═════ Reading passage

Hello, I'm
Rajvee Sheth
Junior Research Fellow, IIT Gandhinagar
I am a Junior Research Fellow at Lingo Labs, Indian Institute of Technology Gandhinagar, specializing in Natural Language Processing and code-mixed text processing. My work focuses on developing tools and datasets for Hindi-English code-mixing, aiming to enhance multilingual NLP applications. My research is guided by Prof. Mayank Singh.
I am passionate about advancing the field of NLP through innovative research and practical applications. My current projects include the development of the COMI-LINGUA dataset and the COMMENTATOR annotation framework.
Research Interests
Natural Language Processing
Developing robust computational frameworks for multilingual text understanding, with emphasis on advanced annotation methodologies and scalable evaluation systems that enable interpretable and secure NLP solutions across diverse linguistic contexts.
Code-Mixing
Redefining code-mixed NLP with curated Hindi-English datasets, robust annotation frameworks and comprehensive evaluation on existing state-of-the-art LLMs to improve language understanding.
Technical Skills
Programming Languages
Web Technologies
Databases & Tools
Libraries
Projects
Curating and constructing benchmarks and development of ML models for low level NLP tasks in Hindi-English code-mixing
Funded by ANRF - This comprehensive project encompasses the development of benchmarks and Annotation Framework for Hindi-English code-mixing research. Key deliverables include:
COMI-LINGUA Dataset: A large-scale, expert-annotated dataset for multitask NLP in Hindi-English code-mixing, covering tasks like Matrix Language Identification, POS Tagging, and Named Entity Recognition. Available at: Hugging Face.
COMMENTATOR Portal: A code-mixed multilingual text annotation framework designed to facilitate the annotation and analysis of Hindi-English texts. This tool supports the creation and management of annotated datasets for research purposes. Available at: GitHub Repo.

══════════

__Requirement 1__. Copy the stretch of the Rajvee Sheth profile from "I am passionate" through "improve language understanding.".
__Requirement 2__.
Answer these questions from the Rajvee Sheth profile.
(a) Who guides Rajvee Sheth's research?
(b) Which body funds the Hindi-English code-mixing benchmarks project?
(c) Where is the COMI-LINGUA Dataset available?
__Requirement 3__. Extend the Rajvee Sheth profile past its final sentence, keeping the same content and manner.

═════ Provided records

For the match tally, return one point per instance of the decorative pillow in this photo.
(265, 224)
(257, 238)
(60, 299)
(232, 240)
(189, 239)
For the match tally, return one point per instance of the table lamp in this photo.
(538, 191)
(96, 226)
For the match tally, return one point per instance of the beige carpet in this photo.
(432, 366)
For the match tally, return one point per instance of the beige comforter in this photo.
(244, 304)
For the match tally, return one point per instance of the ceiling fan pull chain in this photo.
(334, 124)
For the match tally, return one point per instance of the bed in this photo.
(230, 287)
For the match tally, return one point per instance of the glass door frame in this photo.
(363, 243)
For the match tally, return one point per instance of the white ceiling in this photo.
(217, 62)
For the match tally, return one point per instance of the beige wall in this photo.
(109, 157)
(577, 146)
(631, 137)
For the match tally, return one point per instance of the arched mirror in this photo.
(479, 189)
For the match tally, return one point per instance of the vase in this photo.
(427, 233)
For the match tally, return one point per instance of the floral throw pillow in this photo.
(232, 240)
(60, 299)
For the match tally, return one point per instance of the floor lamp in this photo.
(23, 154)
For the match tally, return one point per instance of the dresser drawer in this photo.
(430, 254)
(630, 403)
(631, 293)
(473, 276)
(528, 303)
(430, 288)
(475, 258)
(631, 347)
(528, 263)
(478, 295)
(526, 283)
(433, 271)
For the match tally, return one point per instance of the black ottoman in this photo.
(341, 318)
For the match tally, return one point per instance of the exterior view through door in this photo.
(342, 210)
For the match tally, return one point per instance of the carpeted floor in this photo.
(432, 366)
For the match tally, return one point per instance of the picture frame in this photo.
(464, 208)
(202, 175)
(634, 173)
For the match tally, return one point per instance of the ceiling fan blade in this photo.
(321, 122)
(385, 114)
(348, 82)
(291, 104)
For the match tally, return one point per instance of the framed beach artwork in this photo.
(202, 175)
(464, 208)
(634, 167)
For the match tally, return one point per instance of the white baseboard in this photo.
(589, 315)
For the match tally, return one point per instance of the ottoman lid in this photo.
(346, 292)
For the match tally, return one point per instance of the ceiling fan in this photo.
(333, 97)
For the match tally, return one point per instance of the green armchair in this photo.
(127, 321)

══════════

__Response 1__.
I am passionate about advancing the field of NLP through innovative research and practical applications. My current projects include the development of the COMI-LINGUA dataset and the COMMENTATOR annotation framework.
Research Interests
Natural Language Processing
Developing robust computational frameworks for multilingual text understanding, with emphasis on advanced annotation methodologies and scalable evaluation systems that enable interpretable and secure NLP solutions across diverse linguistic contexts.
Code-Mixing
Redefining code-mixed NLP with curated Hindi-English datasets, robust annotation frameworks and comprehensive evaluation on existing state-of-the-art LLMs to improve language understanding.

__Response 2__.
(a) Prof. Mayank Singh
(b) ANRF
(c) Hugging Face

__Response 3__.
More about the work: Project Website
Publications
COMMENTATOR: A Code-mixed Multilingual Text Annotation Framework
R. Sheth, S. Nisar, H. Prajapati, H. Beniwal, M. Singh, "COMMENTATOR: A Code-mixed Multilingual Text Annotation Framework," Proceedings of the 2024 Conference on Empirical Methods in Natural Language Processing: System Demonstrations, 2024. [PDF]
COMI-LINGUA: Expert Annotated Large-Scale Dataset for Multitask NLP in Hindi-English Code-Mixing
R. Sheth, H. Beniwal, M. Singh, "COMI-LINGUA: Expert Annotated Large-Scale Dataset for Multitask NLP in Hindi-English Code-Mixing," Findings of Empirical Methods in Natural Language Processing, 2025. [PDF]
Eka-Eval: A Comprehensive Evaluation Framework for Large Language Models in Indian Languages
Sinha, S. R., Sheth, R., Upperwal, A., & Singh, M., "Eka-Eval: A Comprehensive Evaluation Framework for Large Language Models in Indian Languages," arXiv preprint arXiv:2507.01853, 2025. [PDF]
News and Updates
August 2025: Paper on "COMI-LINGUA" dataset accepted at EMNLP Findings 2025.
February 2025: Showcased research at CoLab 2025 | An IITGN Industry Open House. IITGN's flagship event connecting industry and academia to explore research partnerships and foster innovation collaborations.
January 2025: Participated in the Curiosity Carnival for School Children at IIT Gandhinagar, engaging with young minds and promoting STEM education.
October 2024: Paper on "COMMENTATOR" framework accepted at EMNLP 2024.
June - July 2024: Actively volunteered at the ACM INDIA Summer School 2024 on GenAI for Text (June 24 - July 5), contributing to educational initiatives in artificial intelligence.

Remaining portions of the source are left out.